(Annotation records)
>>

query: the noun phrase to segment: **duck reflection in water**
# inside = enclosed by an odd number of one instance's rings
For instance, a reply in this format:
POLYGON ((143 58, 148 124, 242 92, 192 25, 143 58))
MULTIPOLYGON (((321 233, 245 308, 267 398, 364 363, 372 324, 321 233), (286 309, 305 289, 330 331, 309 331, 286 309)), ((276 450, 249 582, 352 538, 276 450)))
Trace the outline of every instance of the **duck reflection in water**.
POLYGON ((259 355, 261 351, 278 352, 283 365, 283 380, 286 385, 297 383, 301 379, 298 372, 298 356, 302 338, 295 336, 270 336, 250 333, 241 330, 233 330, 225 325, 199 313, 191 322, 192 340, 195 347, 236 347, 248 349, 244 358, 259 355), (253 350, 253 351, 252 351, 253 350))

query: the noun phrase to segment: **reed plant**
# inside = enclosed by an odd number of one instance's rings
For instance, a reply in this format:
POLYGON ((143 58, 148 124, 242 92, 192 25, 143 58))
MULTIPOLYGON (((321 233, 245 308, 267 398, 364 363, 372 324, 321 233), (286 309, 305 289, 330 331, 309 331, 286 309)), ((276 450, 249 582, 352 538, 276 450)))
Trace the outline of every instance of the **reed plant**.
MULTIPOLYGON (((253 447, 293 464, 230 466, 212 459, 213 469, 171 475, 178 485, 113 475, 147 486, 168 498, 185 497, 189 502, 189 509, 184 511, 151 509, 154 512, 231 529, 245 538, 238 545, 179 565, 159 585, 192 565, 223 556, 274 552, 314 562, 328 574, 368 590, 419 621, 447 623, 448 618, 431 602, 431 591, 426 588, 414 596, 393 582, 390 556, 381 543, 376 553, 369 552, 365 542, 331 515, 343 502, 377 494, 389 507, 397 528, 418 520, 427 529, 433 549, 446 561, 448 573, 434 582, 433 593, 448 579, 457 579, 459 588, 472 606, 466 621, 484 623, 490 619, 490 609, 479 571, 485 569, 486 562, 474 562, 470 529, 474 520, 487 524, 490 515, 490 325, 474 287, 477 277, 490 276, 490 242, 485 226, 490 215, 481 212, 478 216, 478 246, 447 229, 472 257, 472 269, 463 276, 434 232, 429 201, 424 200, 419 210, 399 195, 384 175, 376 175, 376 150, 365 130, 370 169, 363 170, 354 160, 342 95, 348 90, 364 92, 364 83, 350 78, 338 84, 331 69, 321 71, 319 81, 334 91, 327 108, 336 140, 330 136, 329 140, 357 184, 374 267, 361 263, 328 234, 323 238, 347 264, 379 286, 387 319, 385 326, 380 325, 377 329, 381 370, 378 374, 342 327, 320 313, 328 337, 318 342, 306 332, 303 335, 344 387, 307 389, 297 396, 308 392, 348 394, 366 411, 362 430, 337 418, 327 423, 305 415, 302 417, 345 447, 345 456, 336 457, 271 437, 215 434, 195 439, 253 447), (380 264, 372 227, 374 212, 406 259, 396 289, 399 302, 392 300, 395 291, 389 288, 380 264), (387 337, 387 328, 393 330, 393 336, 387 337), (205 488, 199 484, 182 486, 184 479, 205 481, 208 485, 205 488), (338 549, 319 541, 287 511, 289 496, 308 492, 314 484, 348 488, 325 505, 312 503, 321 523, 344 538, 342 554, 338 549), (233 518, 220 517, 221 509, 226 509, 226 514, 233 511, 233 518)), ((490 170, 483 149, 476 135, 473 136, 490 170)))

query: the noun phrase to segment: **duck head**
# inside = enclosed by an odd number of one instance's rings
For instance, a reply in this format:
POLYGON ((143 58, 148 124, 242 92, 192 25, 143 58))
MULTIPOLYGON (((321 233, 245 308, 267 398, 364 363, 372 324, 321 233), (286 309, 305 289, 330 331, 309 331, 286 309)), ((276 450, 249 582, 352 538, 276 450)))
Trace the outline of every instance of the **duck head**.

<<

Task to complete
Pull out every line of the listing that contains the word "water", and copy each one in full.

Result of the task
query: the noun phrase to segment: **duck reflection in water**
Trace the outline of every instance of the **duck reflection in water**.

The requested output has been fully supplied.